Information shown >>
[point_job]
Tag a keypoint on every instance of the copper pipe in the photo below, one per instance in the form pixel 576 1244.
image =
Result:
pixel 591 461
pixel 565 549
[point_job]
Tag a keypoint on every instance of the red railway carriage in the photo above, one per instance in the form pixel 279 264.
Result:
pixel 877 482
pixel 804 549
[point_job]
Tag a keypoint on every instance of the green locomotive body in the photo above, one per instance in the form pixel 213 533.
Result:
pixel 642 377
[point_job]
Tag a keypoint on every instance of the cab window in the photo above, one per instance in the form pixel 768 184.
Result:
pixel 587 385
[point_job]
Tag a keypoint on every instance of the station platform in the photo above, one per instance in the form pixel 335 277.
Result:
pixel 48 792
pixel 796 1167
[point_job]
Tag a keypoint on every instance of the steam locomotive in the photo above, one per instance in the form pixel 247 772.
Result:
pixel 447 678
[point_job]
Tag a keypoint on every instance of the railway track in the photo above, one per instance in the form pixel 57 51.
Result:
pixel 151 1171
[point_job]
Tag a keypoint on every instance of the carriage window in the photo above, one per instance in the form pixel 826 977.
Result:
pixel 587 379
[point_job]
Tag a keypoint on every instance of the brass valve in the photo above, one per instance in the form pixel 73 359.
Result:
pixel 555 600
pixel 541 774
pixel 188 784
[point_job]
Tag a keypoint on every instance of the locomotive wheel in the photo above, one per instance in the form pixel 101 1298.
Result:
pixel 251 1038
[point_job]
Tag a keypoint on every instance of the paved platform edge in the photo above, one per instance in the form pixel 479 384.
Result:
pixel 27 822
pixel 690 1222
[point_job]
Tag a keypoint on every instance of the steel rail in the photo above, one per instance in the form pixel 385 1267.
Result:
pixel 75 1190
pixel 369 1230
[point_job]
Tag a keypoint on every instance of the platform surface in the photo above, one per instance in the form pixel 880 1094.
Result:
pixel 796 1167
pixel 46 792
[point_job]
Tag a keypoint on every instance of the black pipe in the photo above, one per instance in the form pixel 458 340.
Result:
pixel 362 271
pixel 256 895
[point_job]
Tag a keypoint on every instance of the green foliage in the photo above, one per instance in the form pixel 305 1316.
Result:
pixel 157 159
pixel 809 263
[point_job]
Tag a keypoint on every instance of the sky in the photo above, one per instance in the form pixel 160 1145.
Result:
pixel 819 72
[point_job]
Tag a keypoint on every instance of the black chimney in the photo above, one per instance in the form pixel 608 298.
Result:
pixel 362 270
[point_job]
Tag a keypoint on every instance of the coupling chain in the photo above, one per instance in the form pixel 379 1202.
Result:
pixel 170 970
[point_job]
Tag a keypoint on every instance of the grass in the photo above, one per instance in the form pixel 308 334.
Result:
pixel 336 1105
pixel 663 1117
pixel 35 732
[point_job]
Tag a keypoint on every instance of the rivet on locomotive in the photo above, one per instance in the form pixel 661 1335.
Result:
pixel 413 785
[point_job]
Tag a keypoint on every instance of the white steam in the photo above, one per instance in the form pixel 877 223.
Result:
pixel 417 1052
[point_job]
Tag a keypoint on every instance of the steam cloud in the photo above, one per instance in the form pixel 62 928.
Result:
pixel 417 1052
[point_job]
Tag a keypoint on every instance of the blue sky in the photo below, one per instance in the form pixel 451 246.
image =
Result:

Task requirements >>
Copy down the material exactly as written.

Response >>
[point_job]
Tag a keypoint on every instance of the copper pipe in the photo below, one per instance in the form pixel 576 1244.
image =
Result:
pixel 591 461
pixel 565 549
[point_job]
Tag a keypoint on every instance of the red railway carriage in the photo above, one per instance in the form pixel 279 264.
Result:
pixel 877 482
pixel 804 549
[point_job]
Tag a keypoint on every instance of the green locomotive body in the photo above, one per instance in the form pixel 213 533.
Result:
pixel 642 377
[point_job]
Tag a keypoint on every instance of the cab window in the photo above, one per instance in the form pixel 768 184.
Result:
pixel 587 385
[point_job]
Tag a keypoint on every instance of the station platform in the photo above, one per instance in the form pixel 335 277.
Result:
pixel 48 792
pixel 796 1167
[point_job]
Tag a keypoint on every instance of the steam locomotive in the photo above, one per instance in the form pixel 247 772.
Result:
pixel 447 678
[point_job]
Tag a keypoint on every instance of the railway track in the photo above, one per instance in the form pixel 57 51.
Result:
pixel 151 1171
[point_job]
Tag a keypoint on every instance of the carriage window in the photo above, one per instance in the form pixel 826 977.
Result:
pixel 587 379
[point_job]
Tag a keypoint on every instance of the brass valve in the photo above, one per instance in the form pixel 73 359.
Result:
pixel 555 600
pixel 541 774
pixel 188 784
[point_job]
Tag a keypoint on every instance of the locomotive wheel in the photo above, one per instance in the form pixel 101 1298.
Result:
pixel 251 1038
[point_job]
Tag a keypoint on every instance of the paved platform edge in the photo above, one per instance in the form pixel 479 384.
Result:
pixel 27 822
pixel 690 1222
[point_job]
Tag a keypoint on every instance of the steel rail in the photo above, one per instance in the form pixel 385 1267.
Result:
pixel 75 1190
pixel 369 1230
[point_job]
Tag a keypoint on every instance of the platform surface in the photo above, one per instance in the form pixel 880 1094.
Result:
pixel 796 1167
pixel 46 792
[point_job]
Tag a keypoint on every instance of the black pipe in the photo above, one per instance in the form pixel 458 340.
Result:
pixel 362 271
pixel 256 895
[point_job]
Tag a keypoint on every instance of the green foliage in the photo above, one per instance in the form pixel 305 1316.
Result:
pixel 157 159
pixel 809 263
[point_job]
Tag a keypoint on every instance of the sky in the photo above, one per instance in the form pixel 160 1145.
Result:
pixel 819 72
[point_job]
Tag a keypoint on every instance of the black chimney in the photo above, one per instance in the form pixel 608 298.
Result:
pixel 362 270
[point_job]
Tag a keypoint on every instance of the coupling chain in the photo above, one per instance in the form pixel 379 1202.
Result:
pixel 170 970
[point_job]
Tag a keypoint on every instance of the grass in the photo above, one per instance in the form pixel 308 334.
Result:
pixel 336 1105
pixel 663 1117
pixel 35 732
[point_job]
Tag a keypoint on every instance of the rivet on locomotive in the photo above, one per instance in the form pixel 661 1335.
Result:
pixel 413 785
[point_job]
Tag a keypoint on every instance of the white steam in the photo above, one per instance in the form pixel 877 223.
Result:
pixel 417 1052
[point_job]
Tag a keypoint on every instance of the steam cloud in the photo above, one per instance in the form pixel 62 928.
Result:
pixel 417 1052
[point_job]
Tag a keypoint on every instance of the blue sky in the photo below, one per instance in the form pixel 451 246.
image =
Result:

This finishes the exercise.